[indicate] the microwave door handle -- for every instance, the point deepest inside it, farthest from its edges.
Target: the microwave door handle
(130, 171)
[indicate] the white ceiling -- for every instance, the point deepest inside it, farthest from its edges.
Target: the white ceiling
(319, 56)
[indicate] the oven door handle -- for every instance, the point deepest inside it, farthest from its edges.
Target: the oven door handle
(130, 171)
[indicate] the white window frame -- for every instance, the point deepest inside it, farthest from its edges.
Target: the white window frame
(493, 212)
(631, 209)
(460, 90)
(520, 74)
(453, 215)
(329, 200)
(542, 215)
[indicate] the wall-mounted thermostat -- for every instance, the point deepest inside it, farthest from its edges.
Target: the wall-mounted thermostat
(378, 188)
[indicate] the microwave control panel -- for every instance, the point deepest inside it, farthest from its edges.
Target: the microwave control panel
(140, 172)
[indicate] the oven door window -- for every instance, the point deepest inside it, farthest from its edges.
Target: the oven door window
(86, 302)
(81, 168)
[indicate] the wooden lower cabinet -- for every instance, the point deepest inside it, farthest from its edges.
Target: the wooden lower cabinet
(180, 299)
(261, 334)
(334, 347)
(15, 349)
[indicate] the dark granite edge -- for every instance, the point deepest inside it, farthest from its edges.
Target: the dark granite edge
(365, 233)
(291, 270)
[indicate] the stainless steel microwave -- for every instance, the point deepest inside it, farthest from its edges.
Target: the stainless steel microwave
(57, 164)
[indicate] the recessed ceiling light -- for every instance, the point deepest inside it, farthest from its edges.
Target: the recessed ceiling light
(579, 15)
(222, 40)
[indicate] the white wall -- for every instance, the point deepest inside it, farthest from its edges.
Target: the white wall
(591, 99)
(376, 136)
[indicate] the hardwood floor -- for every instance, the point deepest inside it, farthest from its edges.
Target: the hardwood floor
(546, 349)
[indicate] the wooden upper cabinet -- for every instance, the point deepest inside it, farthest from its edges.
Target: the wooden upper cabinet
------------------------
Output the line that contains "[indicate] the wall-mounted", followed by every later line in the listing, with no line omitted and none added.

**RESULT BELOW:**
[indicate] the wall-mounted thermostat -- for every instance, the point deepest inside it, farthest from its edges.
Target: the wall-mounted thermostat
(378, 188)
[indicate] the microwave control panel -- for every instance, the point deepest inside it, farthest from its edges.
Target: the microwave control panel
(140, 172)
[indicate] the oven door window -- for every instance, the point deepest inside it, farthest from its edges.
Target: the oven door window
(86, 302)
(81, 168)
[indicate] the wooden lower cabinet -- for every instance, the point deepest inside it, farthest from its edges.
Target: the wooden lower cabinet
(180, 299)
(261, 334)
(334, 347)
(15, 349)
[indicate] the dark granite edge -- for every instance, the point deepest inside it, farthest from its edges.
Target: the dark granite edge
(365, 233)
(291, 270)
[indicate] the stainless steel microwave -- for every instance, the point deepest inside it, farthest from its edges.
Target: the stainless steel microwave
(57, 164)
[indicate] the recessed ceiling light -- for every instance, the point deepest inside it, farthest from its edges.
Target: the recessed ceiling light
(579, 15)
(222, 40)
[indicate] the white wall -- for every instance, the point deepest inside it, farthest from its edges.
Target: the white wall
(591, 99)
(376, 136)
[indicate] the hardwood floor -- for every instance, the point deepest inside it, farthest from its edges.
Target: the hardwood floor
(546, 349)
[indicate] the wooden upper cabinet -- for every instance, the point deepest inside it, farthest from its edges.
Target: the wooden upper cabinet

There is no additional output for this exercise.